-- Exercise aim --
Extract each row that contains the string "wire", copying every such row in full.

-- Stored records --
--*--

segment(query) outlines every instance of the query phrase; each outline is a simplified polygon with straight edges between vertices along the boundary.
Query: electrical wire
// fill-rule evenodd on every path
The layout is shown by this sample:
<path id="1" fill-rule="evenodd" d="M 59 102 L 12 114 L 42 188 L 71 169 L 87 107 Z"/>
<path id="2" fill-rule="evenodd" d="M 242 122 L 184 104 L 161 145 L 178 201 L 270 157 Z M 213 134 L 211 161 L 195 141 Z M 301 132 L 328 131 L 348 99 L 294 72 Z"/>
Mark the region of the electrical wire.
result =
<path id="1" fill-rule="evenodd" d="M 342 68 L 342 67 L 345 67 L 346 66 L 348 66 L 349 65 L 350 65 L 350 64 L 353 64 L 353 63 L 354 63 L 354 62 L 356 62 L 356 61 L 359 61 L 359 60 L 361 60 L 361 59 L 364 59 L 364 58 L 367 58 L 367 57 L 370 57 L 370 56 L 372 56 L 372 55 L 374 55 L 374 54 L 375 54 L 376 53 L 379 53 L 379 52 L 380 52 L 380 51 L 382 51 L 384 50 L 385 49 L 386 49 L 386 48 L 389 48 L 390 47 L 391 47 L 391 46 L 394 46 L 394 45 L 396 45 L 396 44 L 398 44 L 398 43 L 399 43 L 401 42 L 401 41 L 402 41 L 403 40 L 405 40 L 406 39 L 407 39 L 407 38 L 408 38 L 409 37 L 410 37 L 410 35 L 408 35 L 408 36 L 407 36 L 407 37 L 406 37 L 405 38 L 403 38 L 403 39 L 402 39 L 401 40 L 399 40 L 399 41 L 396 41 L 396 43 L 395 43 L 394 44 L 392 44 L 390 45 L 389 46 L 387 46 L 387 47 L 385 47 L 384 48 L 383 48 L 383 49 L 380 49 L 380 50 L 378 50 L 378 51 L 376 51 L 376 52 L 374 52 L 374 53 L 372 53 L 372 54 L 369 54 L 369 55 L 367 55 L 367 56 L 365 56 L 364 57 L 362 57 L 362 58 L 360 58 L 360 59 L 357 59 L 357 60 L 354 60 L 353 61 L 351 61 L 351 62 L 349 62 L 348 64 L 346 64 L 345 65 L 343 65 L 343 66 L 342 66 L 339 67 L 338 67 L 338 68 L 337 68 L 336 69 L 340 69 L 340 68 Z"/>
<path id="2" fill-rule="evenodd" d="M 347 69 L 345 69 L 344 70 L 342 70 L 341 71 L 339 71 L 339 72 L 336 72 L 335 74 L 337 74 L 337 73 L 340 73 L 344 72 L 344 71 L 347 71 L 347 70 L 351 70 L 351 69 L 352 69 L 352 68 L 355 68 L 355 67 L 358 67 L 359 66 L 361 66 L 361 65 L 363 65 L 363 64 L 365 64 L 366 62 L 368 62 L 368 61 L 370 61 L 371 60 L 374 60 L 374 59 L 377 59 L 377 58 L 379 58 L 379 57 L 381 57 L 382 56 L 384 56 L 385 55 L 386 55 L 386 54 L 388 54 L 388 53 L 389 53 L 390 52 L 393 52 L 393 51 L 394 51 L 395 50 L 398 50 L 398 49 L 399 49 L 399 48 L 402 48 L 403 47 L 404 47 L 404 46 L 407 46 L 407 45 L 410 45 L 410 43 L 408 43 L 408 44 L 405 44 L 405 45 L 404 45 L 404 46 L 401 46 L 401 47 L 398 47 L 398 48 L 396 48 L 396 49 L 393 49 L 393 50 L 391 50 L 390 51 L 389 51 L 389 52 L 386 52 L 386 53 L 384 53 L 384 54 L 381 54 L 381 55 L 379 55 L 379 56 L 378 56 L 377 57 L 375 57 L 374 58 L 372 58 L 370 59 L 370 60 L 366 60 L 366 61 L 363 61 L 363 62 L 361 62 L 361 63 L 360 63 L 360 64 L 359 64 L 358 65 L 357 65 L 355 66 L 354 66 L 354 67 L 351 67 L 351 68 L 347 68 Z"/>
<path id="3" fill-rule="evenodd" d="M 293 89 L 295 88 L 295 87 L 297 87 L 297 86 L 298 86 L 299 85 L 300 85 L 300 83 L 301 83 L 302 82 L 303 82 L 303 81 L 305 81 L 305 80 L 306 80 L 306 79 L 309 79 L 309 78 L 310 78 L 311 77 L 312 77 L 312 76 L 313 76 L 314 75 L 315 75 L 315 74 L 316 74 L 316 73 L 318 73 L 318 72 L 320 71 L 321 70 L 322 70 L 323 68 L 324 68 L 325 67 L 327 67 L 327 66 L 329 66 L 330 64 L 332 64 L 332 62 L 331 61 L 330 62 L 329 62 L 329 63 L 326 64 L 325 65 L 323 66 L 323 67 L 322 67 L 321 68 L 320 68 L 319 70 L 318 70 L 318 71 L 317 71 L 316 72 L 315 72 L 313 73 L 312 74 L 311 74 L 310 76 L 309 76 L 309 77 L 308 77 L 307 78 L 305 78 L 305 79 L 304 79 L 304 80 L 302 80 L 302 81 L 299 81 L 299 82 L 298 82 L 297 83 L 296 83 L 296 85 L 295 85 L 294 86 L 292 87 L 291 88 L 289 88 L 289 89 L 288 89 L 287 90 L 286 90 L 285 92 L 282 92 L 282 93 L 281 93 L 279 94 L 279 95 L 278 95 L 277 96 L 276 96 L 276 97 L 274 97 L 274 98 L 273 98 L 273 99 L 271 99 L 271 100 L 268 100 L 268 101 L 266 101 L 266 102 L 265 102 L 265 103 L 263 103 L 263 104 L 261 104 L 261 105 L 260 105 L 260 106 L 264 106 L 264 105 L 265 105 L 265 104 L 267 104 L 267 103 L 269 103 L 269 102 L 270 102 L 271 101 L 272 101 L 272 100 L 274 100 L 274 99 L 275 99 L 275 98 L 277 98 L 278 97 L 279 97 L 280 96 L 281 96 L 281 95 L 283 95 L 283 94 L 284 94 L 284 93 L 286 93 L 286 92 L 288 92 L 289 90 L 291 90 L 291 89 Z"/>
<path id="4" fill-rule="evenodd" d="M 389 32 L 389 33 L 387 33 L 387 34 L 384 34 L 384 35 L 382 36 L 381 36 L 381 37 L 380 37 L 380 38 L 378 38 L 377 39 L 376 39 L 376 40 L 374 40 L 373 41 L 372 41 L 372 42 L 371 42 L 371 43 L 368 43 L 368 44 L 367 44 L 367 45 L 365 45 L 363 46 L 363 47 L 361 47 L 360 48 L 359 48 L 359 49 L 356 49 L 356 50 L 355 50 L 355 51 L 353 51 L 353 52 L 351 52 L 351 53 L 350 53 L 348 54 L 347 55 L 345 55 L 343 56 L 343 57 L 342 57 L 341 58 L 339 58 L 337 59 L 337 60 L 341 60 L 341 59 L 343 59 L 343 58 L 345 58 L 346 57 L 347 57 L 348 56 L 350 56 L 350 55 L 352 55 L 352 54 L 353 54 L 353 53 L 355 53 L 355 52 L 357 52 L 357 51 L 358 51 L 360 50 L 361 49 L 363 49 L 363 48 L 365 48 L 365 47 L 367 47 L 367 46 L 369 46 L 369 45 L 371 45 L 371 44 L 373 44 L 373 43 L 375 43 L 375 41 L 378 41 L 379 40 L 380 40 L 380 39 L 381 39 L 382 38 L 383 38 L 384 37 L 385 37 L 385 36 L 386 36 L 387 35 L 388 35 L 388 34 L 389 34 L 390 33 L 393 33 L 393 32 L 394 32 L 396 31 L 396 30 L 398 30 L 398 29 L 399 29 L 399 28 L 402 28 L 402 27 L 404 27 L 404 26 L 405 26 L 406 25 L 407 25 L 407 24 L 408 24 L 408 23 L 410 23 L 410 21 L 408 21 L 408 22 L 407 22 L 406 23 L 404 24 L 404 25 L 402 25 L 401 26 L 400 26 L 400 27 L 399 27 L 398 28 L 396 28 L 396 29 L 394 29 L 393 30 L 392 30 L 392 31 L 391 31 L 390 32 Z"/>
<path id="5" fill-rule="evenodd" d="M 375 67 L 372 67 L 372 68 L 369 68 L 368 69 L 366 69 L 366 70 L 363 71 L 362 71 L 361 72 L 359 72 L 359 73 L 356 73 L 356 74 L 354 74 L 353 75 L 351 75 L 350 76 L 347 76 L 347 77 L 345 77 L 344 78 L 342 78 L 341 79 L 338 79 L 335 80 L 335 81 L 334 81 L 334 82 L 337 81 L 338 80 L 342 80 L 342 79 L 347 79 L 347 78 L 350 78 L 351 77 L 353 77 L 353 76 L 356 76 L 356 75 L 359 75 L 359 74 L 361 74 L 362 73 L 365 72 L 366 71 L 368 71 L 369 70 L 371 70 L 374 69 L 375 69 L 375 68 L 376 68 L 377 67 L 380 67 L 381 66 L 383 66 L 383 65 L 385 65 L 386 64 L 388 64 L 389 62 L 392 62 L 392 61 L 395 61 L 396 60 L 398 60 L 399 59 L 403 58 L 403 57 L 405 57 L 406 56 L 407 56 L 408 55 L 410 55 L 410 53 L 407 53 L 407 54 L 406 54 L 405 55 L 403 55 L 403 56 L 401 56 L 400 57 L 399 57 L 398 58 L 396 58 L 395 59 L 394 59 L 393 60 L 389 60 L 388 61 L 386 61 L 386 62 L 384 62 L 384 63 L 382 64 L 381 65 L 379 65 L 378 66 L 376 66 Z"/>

--*--

-- Task answer --
Query: electrical wire
Mark the region of the electrical wire.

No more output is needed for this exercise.